RESILIENCY CONSULTANT

PIERO PELIZZARO

Piero Pelizzaro has been working on climate change policies and smart city and adaptation planning for the last eight years. He is the Project Manager of H2020 Lighthouse Project (Sharing Cities Program) at the Municipality of Milan and a member of the Milan Municipality Working Group responsible for developing the Urban Resilience Strategy for the city. He co-founded Climalia – a consulting company based in Italy, where he operates as Resilience Specialist. Piero is also an Acclimatise Associate.

TERMS

anthropocene
resilience
playable
sharing

 

NEW ECOLOGIES

ANTHROPOCENE

The anthropocene represents a critical geological era, which we have entered since the Nagasaki and Hiroshima bombings of 1945. With these bombings we saw the stark ability for human action to change the global condition and modify natural resource cycles and processes.

URBAN ASSETS

RESILIENCE

is critical to urban assets. Whilst overused, its fundamental meaning remains important. The development of infrastructure and new technology in the city must be designed to deal with risks in the external world.

DIGITAL TOOLKIT

PLAYABLE

The concept of playable is something that has really fascinated me because we, as people, generally enjoy the concept of play. Playful apps have become ingrained in everyday life and the potential exists to use these apps more productively. When we play, it can be not only for our own enjoyment, but also to support city and community development through collective engagement.

::::::

# What you have to do:
Could you transcribe the profile of Piero Pelizzaro above, beginning at the words "The anthropocene represents" and stopping after "the external world."?

::::::

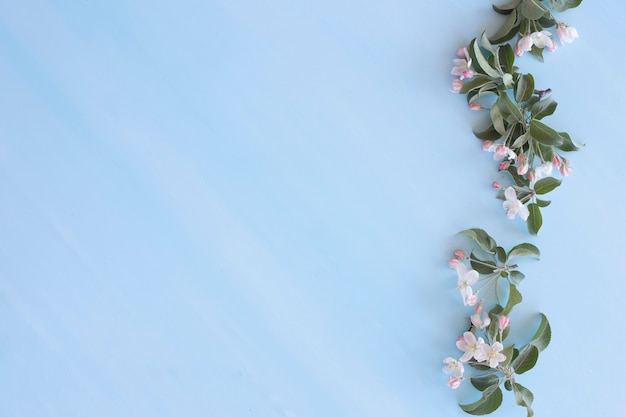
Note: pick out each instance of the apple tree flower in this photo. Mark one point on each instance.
(453, 366)
(467, 278)
(513, 206)
(454, 381)
(470, 345)
(490, 354)
(462, 65)
(566, 33)
(480, 322)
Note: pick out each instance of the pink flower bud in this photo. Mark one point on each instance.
(565, 170)
(456, 85)
(479, 308)
(454, 381)
(471, 299)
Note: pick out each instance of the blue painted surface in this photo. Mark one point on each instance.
(235, 208)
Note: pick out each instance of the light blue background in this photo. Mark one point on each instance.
(246, 208)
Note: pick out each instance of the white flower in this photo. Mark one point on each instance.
(513, 206)
(543, 169)
(453, 366)
(566, 33)
(480, 322)
(466, 280)
(543, 40)
(490, 354)
(463, 66)
(500, 151)
(469, 345)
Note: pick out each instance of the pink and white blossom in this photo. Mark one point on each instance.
(524, 44)
(566, 33)
(467, 278)
(490, 354)
(469, 344)
(500, 151)
(513, 206)
(456, 85)
(522, 164)
(453, 366)
(543, 169)
(543, 40)
(463, 65)
(454, 381)
(480, 322)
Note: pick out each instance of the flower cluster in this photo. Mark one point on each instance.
(525, 147)
(486, 358)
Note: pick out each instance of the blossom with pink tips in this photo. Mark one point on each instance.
(454, 381)
(490, 354)
(566, 33)
(456, 85)
(514, 206)
(463, 65)
(467, 278)
(503, 322)
(453, 366)
(480, 322)
(469, 344)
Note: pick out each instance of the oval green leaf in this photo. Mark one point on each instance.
(545, 185)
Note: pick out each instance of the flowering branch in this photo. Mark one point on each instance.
(526, 148)
(484, 345)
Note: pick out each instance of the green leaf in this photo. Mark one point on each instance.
(497, 120)
(524, 88)
(526, 359)
(506, 58)
(523, 397)
(483, 382)
(506, 8)
(543, 108)
(515, 297)
(568, 144)
(501, 254)
(486, 405)
(520, 141)
(545, 185)
(479, 60)
(507, 30)
(524, 249)
(509, 110)
(532, 10)
(481, 237)
(542, 336)
(544, 134)
(519, 180)
(516, 277)
(477, 264)
(543, 203)
(534, 220)
(488, 134)
(562, 5)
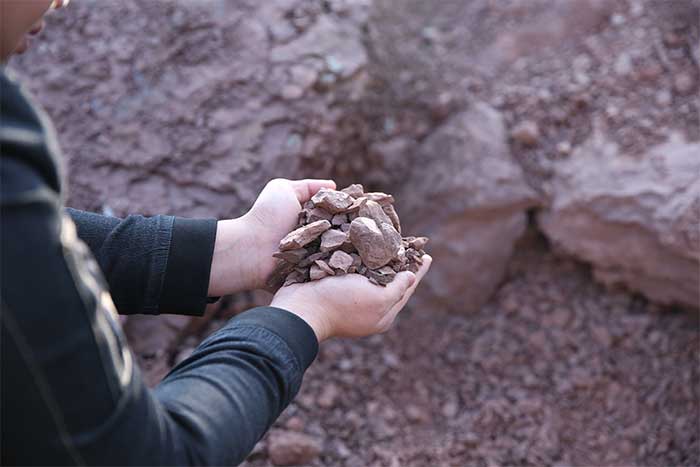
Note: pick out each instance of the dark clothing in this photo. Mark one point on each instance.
(70, 391)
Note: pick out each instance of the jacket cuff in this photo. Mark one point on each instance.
(288, 326)
(186, 279)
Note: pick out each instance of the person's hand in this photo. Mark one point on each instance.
(349, 305)
(244, 246)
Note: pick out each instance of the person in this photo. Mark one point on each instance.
(71, 393)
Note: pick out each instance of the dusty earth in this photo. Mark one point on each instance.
(554, 369)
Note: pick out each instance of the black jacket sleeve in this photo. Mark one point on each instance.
(70, 393)
(153, 265)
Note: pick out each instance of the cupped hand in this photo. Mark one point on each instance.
(349, 305)
(244, 246)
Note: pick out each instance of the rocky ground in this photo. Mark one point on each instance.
(487, 109)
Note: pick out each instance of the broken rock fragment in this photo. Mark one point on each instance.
(292, 256)
(347, 232)
(332, 201)
(304, 235)
(341, 261)
(355, 190)
(374, 211)
(370, 243)
(332, 240)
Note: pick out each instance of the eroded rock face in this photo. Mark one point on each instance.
(472, 204)
(634, 217)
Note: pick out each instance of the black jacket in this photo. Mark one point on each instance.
(70, 391)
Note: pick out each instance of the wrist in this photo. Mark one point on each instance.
(230, 266)
(314, 318)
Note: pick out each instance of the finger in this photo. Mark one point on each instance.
(305, 189)
(398, 287)
(427, 261)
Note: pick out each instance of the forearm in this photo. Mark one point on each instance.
(153, 265)
(228, 393)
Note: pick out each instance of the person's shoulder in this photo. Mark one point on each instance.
(28, 147)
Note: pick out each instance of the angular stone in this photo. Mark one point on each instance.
(370, 243)
(292, 448)
(526, 133)
(382, 275)
(633, 217)
(324, 267)
(294, 277)
(393, 215)
(339, 219)
(332, 240)
(279, 274)
(332, 201)
(381, 198)
(374, 211)
(341, 260)
(354, 207)
(392, 239)
(355, 190)
(309, 260)
(472, 172)
(292, 256)
(304, 235)
(317, 214)
(417, 243)
(316, 273)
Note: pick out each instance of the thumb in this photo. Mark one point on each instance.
(305, 189)
(400, 285)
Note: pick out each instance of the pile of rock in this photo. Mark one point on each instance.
(344, 232)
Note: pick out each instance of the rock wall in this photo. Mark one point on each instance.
(190, 107)
(635, 218)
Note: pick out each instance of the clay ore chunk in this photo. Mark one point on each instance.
(292, 256)
(393, 215)
(324, 267)
(316, 273)
(332, 240)
(304, 235)
(346, 232)
(369, 240)
(341, 261)
(355, 190)
(374, 211)
(332, 201)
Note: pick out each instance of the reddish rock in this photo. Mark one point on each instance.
(372, 210)
(304, 235)
(332, 240)
(393, 216)
(341, 260)
(381, 198)
(332, 201)
(526, 133)
(292, 448)
(316, 273)
(339, 219)
(370, 243)
(355, 190)
(324, 267)
(292, 256)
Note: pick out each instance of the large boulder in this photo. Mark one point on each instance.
(470, 197)
(635, 218)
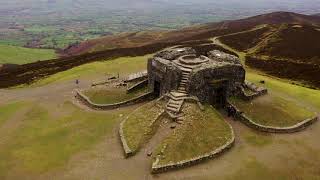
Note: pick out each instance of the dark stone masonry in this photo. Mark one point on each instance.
(211, 77)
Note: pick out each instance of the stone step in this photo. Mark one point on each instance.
(177, 94)
(182, 91)
(189, 66)
(174, 106)
(172, 109)
(174, 102)
(185, 70)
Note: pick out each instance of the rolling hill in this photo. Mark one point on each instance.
(255, 34)
(21, 55)
(285, 50)
(199, 32)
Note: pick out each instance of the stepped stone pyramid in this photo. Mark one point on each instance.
(181, 74)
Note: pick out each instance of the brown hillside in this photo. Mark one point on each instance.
(245, 40)
(292, 41)
(200, 32)
(137, 44)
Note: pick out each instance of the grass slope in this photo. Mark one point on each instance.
(46, 140)
(112, 95)
(273, 111)
(124, 66)
(8, 110)
(287, 89)
(201, 132)
(21, 55)
(138, 128)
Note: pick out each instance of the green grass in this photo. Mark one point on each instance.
(112, 95)
(21, 55)
(253, 169)
(272, 110)
(201, 132)
(47, 140)
(284, 87)
(8, 110)
(257, 138)
(124, 66)
(138, 128)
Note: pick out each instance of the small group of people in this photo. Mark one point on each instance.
(231, 111)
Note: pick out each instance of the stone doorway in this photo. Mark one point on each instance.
(219, 94)
(219, 98)
(156, 88)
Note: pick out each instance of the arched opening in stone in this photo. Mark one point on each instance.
(156, 88)
(218, 97)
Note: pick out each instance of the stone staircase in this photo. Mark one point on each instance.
(177, 97)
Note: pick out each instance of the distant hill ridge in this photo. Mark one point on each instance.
(260, 27)
(191, 33)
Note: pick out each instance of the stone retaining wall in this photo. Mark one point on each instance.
(85, 100)
(137, 77)
(127, 151)
(196, 160)
(258, 91)
(138, 85)
(272, 129)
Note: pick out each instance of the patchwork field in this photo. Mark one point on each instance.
(21, 55)
(201, 133)
(111, 95)
(45, 134)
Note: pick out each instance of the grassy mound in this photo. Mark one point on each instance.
(201, 132)
(112, 95)
(272, 110)
(139, 126)
(21, 55)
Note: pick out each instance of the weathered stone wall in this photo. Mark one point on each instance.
(171, 54)
(86, 101)
(258, 91)
(202, 77)
(138, 85)
(272, 129)
(165, 73)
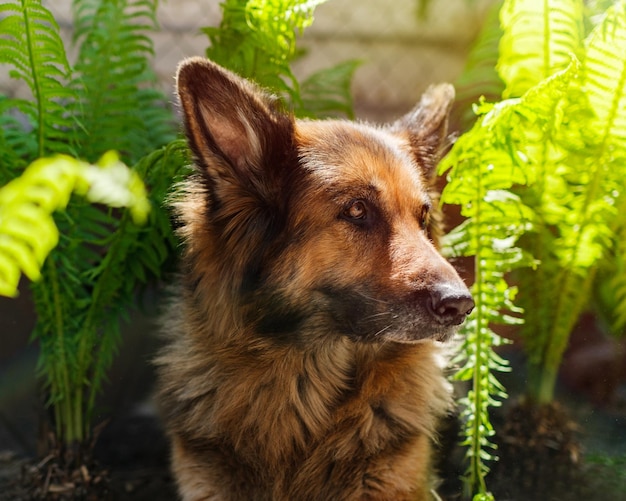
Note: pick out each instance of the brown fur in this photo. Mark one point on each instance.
(304, 360)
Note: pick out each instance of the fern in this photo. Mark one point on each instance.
(485, 164)
(27, 230)
(579, 179)
(257, 40)
(31, 45)
(100, 255)
(560, 153)
(116, 108)
(539, 39)
(479, 77)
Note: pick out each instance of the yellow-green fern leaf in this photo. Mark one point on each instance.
(27, 230)
(539, 39)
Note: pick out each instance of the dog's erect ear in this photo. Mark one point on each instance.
(237, 134)
(427, 126)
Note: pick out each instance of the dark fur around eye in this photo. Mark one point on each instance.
(358, 212)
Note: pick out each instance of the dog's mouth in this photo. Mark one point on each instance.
(433, 314)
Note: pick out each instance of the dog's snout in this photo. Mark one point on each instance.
(450, 305)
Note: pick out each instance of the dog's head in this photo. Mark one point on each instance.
(320, 227)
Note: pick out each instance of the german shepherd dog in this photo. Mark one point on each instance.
(304, 359)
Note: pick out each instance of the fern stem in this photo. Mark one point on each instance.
(36, 84)
(63, 394)
(546, 39)
(477, 479)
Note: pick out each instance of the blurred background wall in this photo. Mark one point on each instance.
(401, 52)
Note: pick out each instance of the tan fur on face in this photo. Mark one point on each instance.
(302, 362)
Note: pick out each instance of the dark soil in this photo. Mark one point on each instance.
(130, 463)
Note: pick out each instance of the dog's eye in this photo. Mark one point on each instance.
(356, 211)
(423, 217)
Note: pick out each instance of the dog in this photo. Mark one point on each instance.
(304, 354)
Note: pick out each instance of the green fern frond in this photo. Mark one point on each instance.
(586, 233)
(479, 77)
(327, 92)
(485, 164)
(539, 39)
(27, 230)
(118, 109)
(30, 44)
(605, 74)
(257, 40)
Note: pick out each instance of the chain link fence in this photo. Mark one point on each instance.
(401, 53)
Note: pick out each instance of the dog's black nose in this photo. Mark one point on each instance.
(450, 305)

::::::

# Result:
The anthropocene represents a critical geological era, which we have entered since the Nagasaki and Hiroshima bombings of 1945. With these bombings we saw the stark ability for human action to change the global condition and modify natural resource cycles and processes.

URBAN ASSETS

RESILIENCE

is critical to urban assets. Whilst overused, its fundamental meaning remains important. The development of infrastructure and new technology in the city must be designed to deal with risks in the external world.